:: Records ::
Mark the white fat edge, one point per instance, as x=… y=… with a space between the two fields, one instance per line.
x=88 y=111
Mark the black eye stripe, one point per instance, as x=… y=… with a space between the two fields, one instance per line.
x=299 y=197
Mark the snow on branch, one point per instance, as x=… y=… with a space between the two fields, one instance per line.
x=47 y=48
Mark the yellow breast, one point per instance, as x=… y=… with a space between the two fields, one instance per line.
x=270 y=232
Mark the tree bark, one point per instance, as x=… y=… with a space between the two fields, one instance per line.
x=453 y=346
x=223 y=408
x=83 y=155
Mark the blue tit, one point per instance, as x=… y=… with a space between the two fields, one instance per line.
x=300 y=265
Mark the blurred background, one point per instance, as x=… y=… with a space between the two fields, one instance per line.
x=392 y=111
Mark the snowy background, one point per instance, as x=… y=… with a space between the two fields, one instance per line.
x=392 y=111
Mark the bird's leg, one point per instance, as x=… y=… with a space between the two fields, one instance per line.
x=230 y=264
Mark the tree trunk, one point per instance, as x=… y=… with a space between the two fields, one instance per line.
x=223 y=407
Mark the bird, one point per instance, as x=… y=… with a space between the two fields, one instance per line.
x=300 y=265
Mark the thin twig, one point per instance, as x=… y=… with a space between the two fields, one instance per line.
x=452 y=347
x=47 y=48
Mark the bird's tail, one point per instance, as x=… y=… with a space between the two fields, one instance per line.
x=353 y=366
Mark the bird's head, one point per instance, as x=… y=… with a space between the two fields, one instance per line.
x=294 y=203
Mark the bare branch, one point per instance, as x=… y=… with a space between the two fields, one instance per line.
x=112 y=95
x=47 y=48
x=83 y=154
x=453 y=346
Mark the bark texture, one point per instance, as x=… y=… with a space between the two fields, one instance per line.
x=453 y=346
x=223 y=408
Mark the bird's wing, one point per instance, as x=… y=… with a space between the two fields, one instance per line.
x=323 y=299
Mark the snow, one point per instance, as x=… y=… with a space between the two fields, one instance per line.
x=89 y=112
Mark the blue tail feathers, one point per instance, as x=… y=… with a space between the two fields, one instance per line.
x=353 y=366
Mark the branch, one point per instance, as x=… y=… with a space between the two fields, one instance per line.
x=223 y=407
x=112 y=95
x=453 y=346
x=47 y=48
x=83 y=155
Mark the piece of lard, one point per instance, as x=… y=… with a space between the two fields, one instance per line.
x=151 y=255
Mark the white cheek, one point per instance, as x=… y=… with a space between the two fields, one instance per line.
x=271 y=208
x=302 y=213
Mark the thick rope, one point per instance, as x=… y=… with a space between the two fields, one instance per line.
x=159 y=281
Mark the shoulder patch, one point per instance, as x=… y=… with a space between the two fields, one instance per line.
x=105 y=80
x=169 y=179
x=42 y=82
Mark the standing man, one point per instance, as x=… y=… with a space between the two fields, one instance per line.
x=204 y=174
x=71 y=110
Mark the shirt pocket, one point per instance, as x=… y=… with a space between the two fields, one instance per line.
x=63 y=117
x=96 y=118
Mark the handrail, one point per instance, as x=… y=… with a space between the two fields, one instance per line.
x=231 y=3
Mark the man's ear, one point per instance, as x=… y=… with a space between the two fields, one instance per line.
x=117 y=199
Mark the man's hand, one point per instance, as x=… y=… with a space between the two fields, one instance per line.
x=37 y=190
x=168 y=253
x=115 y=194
:::
__Task prompt__
Reproduce the listing above word for word, keeping every line unchanged and in its original order.

__Solution__
Mark the white fat edge, one point per instance, as x=… y=… with a space between the two fields, one instance per line.
x=88 y=111
Mark the black eye stripe, one point per instance, as x=… y=… with a space between the two fields, one instance per line.
x=299 y=197
Mark the snow on branch, one point per instance, as x=… y=… with a space between the two fields, one instance per line.
x=47 y=48
Mark the yellow breast, one point per instance, as x=… y=… with a space between the two fields, one instance per line.
x=270 y=232
Mark the tree bark, one point per instance, as x=… y=… with a space between the two fields, one instance per line.
x=453 y=346
x=223 y=408
x=83 y=155
Mark the blue tit, one point per instance, as x=… y=… with a space between the two fields, one instance per line.
x=300 y=265
Mark the blurred background, one point per instance, as x=… y=… with a space between the two fields, one instance per line.
x=392 y=111
Mark the snowy background, one point per instance, as x=… y=… with a space between the two fields, one instance per line.
x=392 y=111
Mark the bird's leg, one point per instance, as x=… y=… with a space between the two fields, one instance per line.
x=230 y=264
Mark the tree trunk, one point per instance, as x=… y=… with a space between the two fields, one instance per line.
x=223 y=407
Mark the bird, one point per instance, as x=… y=… with a space between the two fields, one instance per line.
x=300 y=265
Mark the thin twig, one point per instance, as x=… y=… with a space between the two fields, one instance per line.
x=452 y=347
x=47 y=48
Mark the bird's tail, one point per instance, as x=… y=… with a space between the two fields, one instance per line.
x=353 y=366
Mark the bird's head, one point per instance, as x=… y=… with a space between the two fields, one instance per line.
x=294 y=203
Mark the bare branch, one point per instance, as x=… y=… with a space between the two fields, one instance per line.
x=112 y=95
x=47 y=48
x=83 y=154
x=453 y=346
Mark the bark texture, one point per instance, as x=… y=… with a space between the two fields, one instance per line.
x=453 y=346
x=223 y=408
Mark the bird's wing, one point per instance, as x=… y=… with a space between the two fields, one instance per line.
x=323 y=299
Mark the snow, one point per instance, as x=… y=… with a space between the two fields, one instance per line.
x=89 y=112
Mark the blue tail feathers, one point per instance, as x=… y=… with a space between the two fields, one instance per line.
x=353 y=366
Mark the branch, one point per instance, as x=… y=… with a space between the two fields, one instance per line.
x=223 y=407
x=112 y=95
x=453 y=346
x=47 y=48
x=83 y=155
Mark the piece of lard, one point per instance, as x=… y=… with a space between the two fields, one instance per line.
x=151 y=255
Mark the white cheek, one point per instance, as x=… y=… with a space between the two fields, one instance per line.
x=271 y=208
x=302 y=213
Mark the thick rope, one point per instance, as x=… y=… with a space between the two fields, one instance per line.
x=159 y=281
Mark the shoulder patch, one point per instance, as x=… y=… with a space between the two fields, one instance per line.
x=105 y=80
x=169 y=179
x=42 y=82
Mark the standing man, one point per instance, as x=… y=… with a space between the two fields, one instance per line.
x=204 y=174
x=71 y=110
Mark the shirt pocket, one point per instance, as x=… y=… with a space between the two fields, one instance per line.
x=63 y=117
x=96 y=118
Mark the handrail, one point per instance, as x=… y=… with a space between the two fields, one instance per line.
x=231 y=3
Mark the man's ear, one point per instance, as x=… y=… with a space between the two fields, one instance per line.
x=117 y=199
Mark the man's hand, one point per instance, as x=… y=… with a space between the two fields, one instance per line.
x=37 y=190
x=168 y=253
x=115 y=194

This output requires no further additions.